→ Items:
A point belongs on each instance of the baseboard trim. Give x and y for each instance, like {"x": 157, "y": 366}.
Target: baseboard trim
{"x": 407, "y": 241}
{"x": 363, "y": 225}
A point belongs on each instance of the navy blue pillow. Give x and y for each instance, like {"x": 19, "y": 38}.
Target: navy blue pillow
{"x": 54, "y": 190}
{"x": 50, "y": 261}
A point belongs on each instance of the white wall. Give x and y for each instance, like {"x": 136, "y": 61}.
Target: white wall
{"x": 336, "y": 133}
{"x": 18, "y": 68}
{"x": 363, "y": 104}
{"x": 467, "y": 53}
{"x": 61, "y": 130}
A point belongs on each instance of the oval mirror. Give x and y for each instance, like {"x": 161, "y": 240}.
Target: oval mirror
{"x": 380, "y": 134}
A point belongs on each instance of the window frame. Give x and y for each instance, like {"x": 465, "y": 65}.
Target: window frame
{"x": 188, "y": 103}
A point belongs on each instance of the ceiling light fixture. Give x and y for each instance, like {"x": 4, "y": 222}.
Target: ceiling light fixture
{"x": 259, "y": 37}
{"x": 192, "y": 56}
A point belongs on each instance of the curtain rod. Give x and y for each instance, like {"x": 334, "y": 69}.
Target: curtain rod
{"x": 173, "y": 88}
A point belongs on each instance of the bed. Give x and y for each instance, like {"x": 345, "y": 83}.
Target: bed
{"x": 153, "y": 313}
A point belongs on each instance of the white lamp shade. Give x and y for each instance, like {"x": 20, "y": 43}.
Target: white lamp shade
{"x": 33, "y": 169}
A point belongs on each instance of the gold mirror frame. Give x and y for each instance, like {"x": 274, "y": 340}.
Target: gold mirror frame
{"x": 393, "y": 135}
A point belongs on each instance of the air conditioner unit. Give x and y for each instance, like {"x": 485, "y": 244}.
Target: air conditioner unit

→ Written task:
Arrange all of the items above as a numbered list, omitting any blank lines.

→ Task response:
1. A point belongs on each instance of the baseboard trim. Give x and y for each instance, like {"x": 157, "y": 366}.
2. Target: baseboard trim
3. {"x": 407, "y": 241}
4. {"x": 363, "y": 225}
5. A point belongs on each instance of the navy blue pillow. Give x and y for each instance, like {"x": 19, "y": 38}.
6. Target: navy blue pillow
7. {"x": 54, "y": 190}
8. {"x": 50, "y": 261}
9. A point belongs on each instance of the white wall. Give x and y for each instance, like {"x": 136, "y": 61}.
10. Target: white wall
11. {"x": 336, "y": 133}
12. {"x": 18, "y": 68}
13. {"x": 363, "y": 104}
14. {"x": 467, "y": 53}
15. {"x": 61, "y": 130}
16. A point belongs on each instance of the oval mirror. Give x and y for each instance, like {"x": 161, "y": 240}.
17. Target: oval mirror
18. {"x": 380, "y": 134}
19. A point belongs on each instance of the window frame. Give x and y for each instance, like {"x": 465, "y": 65}.
20. Target: window frame
21. {"x": 188, "y": 103}
22. A point belongs on each instance of the ceiling light fixture. Give x and y for each instance, like {"x": 4, "y": 222}.
23. Target: ceiling light fixture
24. {"x": 259, "y": 37}
25. {"x": 192, "y": 56}
26. A point belongs on each instance of the curtain rod. Give x and y for each instance, like {"x": 334, "y": 69}.
27. Target: curtain rod
28. {"x": 173, "y": 88}
29. A point belongs on each instance of the bed. Give x and y for each instance, like {"x": 345, "y": 83}.
30. Target: bed
31. {"x": 153, "y": 313}
32. A point belongs on each instance of the white lamp shade. Give x and y for each instance, like {"x": 20, "y": 43}.
33. Target: white lamp shade
34. {"x": 33, "y": 169}
35. A point belongs on each instance of the gold mirror frame. Give x and y for each instance, like {"x": 274, "y": 340}.
36. Target: gold mirror frame
37. {"x": 393, "y": 135}
38. A point belongs on each instance of the air conditioner unit. Give x and y for each instance, like {"x": 485, "y": 244}.
39. Target: air conditioner unit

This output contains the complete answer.